#### [REQUIRED WORK]
Please retype the data below line for line and leave out every picture.

^^^^

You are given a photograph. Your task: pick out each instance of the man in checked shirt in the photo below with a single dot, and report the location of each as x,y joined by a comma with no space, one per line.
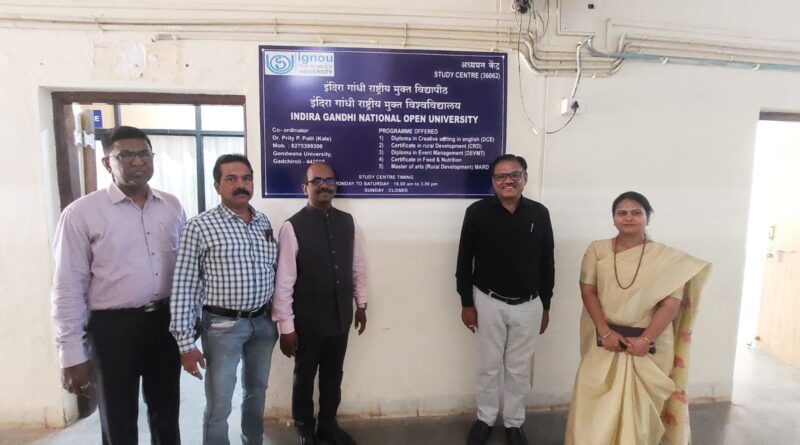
225,274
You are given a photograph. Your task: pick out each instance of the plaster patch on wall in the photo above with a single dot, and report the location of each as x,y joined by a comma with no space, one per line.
134,60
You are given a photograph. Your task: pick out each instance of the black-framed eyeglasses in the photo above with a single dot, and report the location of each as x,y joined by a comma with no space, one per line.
128,156
515,176
319,181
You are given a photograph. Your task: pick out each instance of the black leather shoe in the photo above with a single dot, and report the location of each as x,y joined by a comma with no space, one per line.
331,432
479,433
305,433
516,436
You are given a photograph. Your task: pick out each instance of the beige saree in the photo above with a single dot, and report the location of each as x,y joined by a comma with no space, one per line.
624,399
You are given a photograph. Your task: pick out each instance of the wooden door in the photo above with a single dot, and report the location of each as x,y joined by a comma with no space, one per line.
779,319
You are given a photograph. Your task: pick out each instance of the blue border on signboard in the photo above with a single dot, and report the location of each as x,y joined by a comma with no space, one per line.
265,128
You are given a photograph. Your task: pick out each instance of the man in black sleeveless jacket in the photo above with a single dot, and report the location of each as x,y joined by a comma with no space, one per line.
321,270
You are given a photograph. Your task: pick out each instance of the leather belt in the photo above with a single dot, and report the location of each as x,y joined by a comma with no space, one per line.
216,310
508,300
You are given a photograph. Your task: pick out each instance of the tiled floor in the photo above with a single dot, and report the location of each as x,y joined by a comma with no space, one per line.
765,411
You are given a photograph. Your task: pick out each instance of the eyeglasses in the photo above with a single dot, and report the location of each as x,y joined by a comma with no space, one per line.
127,156
515,176
622,213
319,181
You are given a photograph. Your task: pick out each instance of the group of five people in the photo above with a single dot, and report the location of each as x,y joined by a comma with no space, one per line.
135,285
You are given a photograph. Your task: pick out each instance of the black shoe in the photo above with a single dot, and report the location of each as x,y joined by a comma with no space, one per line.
334,434
516,436
305,432
479,433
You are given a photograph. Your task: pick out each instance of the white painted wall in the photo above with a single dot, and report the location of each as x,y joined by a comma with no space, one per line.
683,136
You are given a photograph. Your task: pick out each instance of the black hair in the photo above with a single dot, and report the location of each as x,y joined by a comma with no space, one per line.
508,157
635,196
124,132
227,159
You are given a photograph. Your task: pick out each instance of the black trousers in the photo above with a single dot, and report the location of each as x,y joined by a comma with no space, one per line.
327,354
128,346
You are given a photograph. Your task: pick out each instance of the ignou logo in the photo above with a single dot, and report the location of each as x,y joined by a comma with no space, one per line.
280,63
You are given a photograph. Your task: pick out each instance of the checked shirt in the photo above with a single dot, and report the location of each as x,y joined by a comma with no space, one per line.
222,262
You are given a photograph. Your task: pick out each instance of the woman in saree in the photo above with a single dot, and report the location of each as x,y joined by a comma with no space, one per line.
639,302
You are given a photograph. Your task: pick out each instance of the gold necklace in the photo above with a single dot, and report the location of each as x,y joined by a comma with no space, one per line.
644,242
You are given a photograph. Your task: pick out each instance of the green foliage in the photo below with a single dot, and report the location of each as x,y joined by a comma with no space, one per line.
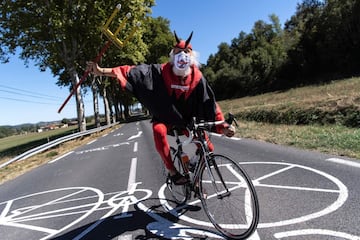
349,117
320,42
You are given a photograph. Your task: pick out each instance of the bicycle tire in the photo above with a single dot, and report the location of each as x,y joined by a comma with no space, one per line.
234,213
180,193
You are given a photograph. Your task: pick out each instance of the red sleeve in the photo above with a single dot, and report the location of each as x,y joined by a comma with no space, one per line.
219,116
121,73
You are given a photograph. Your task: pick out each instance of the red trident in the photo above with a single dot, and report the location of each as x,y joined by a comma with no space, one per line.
112,39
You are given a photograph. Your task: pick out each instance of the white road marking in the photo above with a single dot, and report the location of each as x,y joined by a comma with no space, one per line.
345,162
323,232
56,159
132,174
135,136
135,147
91,142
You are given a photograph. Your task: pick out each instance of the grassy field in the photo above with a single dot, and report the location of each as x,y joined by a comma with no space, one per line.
328,138
330,98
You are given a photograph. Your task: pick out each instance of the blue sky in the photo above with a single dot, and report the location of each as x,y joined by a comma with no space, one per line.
30,96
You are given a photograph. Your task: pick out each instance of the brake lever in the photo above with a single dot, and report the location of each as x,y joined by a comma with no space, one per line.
231,119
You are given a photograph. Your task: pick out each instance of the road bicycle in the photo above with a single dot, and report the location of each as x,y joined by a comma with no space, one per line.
225,190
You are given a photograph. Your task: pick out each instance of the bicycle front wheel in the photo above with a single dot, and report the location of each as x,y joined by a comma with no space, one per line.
228,197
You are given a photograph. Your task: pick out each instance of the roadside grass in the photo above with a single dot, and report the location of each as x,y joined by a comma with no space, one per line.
337,140
17,144
17,168
329,99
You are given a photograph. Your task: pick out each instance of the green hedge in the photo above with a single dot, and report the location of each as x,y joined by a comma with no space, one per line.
349,117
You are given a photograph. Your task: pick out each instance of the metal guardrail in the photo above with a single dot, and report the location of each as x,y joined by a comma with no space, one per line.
54,143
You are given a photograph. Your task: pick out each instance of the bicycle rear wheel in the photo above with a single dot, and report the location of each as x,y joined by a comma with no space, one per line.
180,193
228,197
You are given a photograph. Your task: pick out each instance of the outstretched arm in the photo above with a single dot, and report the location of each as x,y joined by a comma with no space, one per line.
95,69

^^^^

#### [WRITTEN ANSWER]
You are given a photograph. Your task: pick out each instance of the man in checked shirt in the photo below with a single dot, and report the location of each as x,y joined by a comma with no space, one per line.
225,274
You are given a photograph. Your task: pick out each instance of the plaster patch on wall in the photo above with a single dot, and report the location of each as x,y joined by a comma with no space, one per line.
134,60
You are given a photograph. Your task: pick out each instance of the black-framed eyeglasses in the photo above with a single dot, and report the location of each as x,y joined by a comma with no space, one per line.
128,156
515,176
319,181
You are given a photograph. Your task: pick out each instance of the black leather shoe in the photo above with a single dot, and report the location of each as x,y joined by a comma with no space, one per line.
331,432
479,433
305,433
516,436
You are given a photograph. Your task: pick out each instance of the beige saree in the photo above with a single dot, and report the location of each as x,y joined by a comma with no space, one per line.
624,399
You are given a photograph. Your task: pick out each instance of the wooden door in the photo above with a single dot, and report the location of each as x,y joined by a comma with no space, one per line.
779,319
You are given a photograph. Your task: pick out each instance of the blue border on signboard in the photo above with a single dot, and report the location of each as x,y joined by a comma with no space, one per line.
265,128
You are given a photograph. Your task: pick out each instance of the man in black sleeveless jacket in the photo above with a single dot, and report the location of each as x,y joined by a comma with no space, one per line.
321,270
You are given a photograph. Your task: pick out each instance of the leather belt in the photo above with a single dot, and report the location of each as x,y joined by a comma with no space, one per line.
216,310
508,300
You are given a photograph. Your task: pick out each instance of the tiled floor in the photo above with a single dot, and report the location of each as x,y joined by a comma with no space, one per line.
765,411
You are given a photograph. Your task: pick out each instance of the eyeglasses in the photo above with a single dot, and report the location of each as x,y joined by a comma with no space, one per line.
127,156
515,176
622,213
319,181
You are given a photograph. Your task: pick out each instance of the group of five people in the photo above with a single dot, and report the location of each as x,y joined by a comma with no space, one per line.
135,285
You are given a photograph. Your task: pick out each instance of the black shoe in the photo above with a single dot, and report the location of each as x,y joined by a comma with no space, one per line.
334,434
516,436
305,432
479,433
You are given a photograph. Your task: pick out each instance of the white painted wall in the photo above with a single dot, and report the location of each as x,y joined by a comma with no space, one per line.
683,136
You are given a photograph. Your task: pick out each instance of the black hair in the photo above with a single dot, and report the location of each as x,y joined by a comma with no space, one per line.
508,157
635,196
124,132
227,159
You are given a photograph. Your task: pick out each instance of the black trousers in the photo above with a single dot, and report the location of each as x,y joined by a comma with no space, one per line.
327,354
128,346
You are given a photograph. Your task: pick out each instance of the ignou logo in the photo above with a single dot, and report the location of each as x,y joined by a comma with no space, one per line.
280,63
You are given a photograph. Your task: pick out each instance of the checked shirt in the photo above with a single dot, and report the location of each as x,y joined by a comma with no space, one per line.
222,262
You are given a photograph. Your task: pick out each instance of the woman in saree in the photo above with a single dot, and report the location of each as x,y joined by a comma with no space, one per line.
639,302
You are given a photograph. Your task: pick out each instance of the gold necklace in the photo above with a single dot, and report the location of each as x,y joined by a comma with no space, one per line.
644,242
You are given a photograph. Your task: pick out each instance of the green foliage in the photo below with a single dot, and report the location of each as x,y joined by a comma with no space, one per line.
349,117
320,42
You are given a photograph. Your task: pick out each instance of the bicycle tire in the photo above with a single dot, and report the location of each as x,y joined by a comma with no space, one per line.
234,213
180,193
You are given a photograph. Your task: pick out each instance of the red sleeve in the photo above with a single dot, and report the location of each as x,y joined by a comma with no space, one per line.
219,116
121,73
You are given a photograph. Your task: pick out each instance of the red trident in the photo above with a single dot, and report the location of each as x,y joined by a comma with no space, one per line.
112,39
You are given a photograph. Your task: pick out each instance of the white road marking in the photo above with a single dot, and report the location of each as x,y joined by a comma with no space, one per line.
345,162
323,232
56,159
132,174
135,136
135,147
91,142
You are given a photograph. Your task: pick out each instance of the grassy field in the photo above with a single dot, and report the location of each as x,y joined by a comma with no space, one per line.
328,138
330,98
You are given a photograph. Your task: pick out each instance of the blue sky in the photo above with a single dot, and report the location of each as x,y joined by a comma with no space, one per line.
30,96
You are given a photograph. Your task: pick out each instance of the brake lever in the photo above with a single dot, and report the location of each as x,y joined by a comma with no space, one per line.
231,119
You are given a photograph. Your task: pick out each instance of the road bicycle in the photo above with a single dot, and report the location of each as x,y joined by a comma with no space, one per line.
225,190
You are given a photograph. Your task: pick out each instance of the bicycle front wheel in the photo above with a single dot, and report the location of each as x,y joined by a comma with no space, one per line.
228,197
You are given a photograph. Your task: pick out each instance of the roadside grass in the photo above with a single dot, and report the location of each as x,y joined by a comma with no space, one per line.
337,140
17,144
17,168
329,99
You are given a photograph. Your task: pick out each instance of the green hedge in the photo above with a single dot, and report the location of each as x,y joined by a comma with no space, one per line.
349,117
You are given a photograph. Your task: pick out each instance of the metal guardrail in the photo above with a single dot, and report the location of each as x,y joined by a comma with no space, one per line.
54,143
You are given a photograph. Your task: pick out each instance of the bicycle rear wheel in the photo above with a single dot, and report the location of each as x,y joined by a comma with no space, one per line.
180,193
228,197
You are given a photograph. Your task: pick out each instance of the outstretched arm in the photo above with a single dot, and report the location of each as x,y joined by a comma with no space, one per line.
95,69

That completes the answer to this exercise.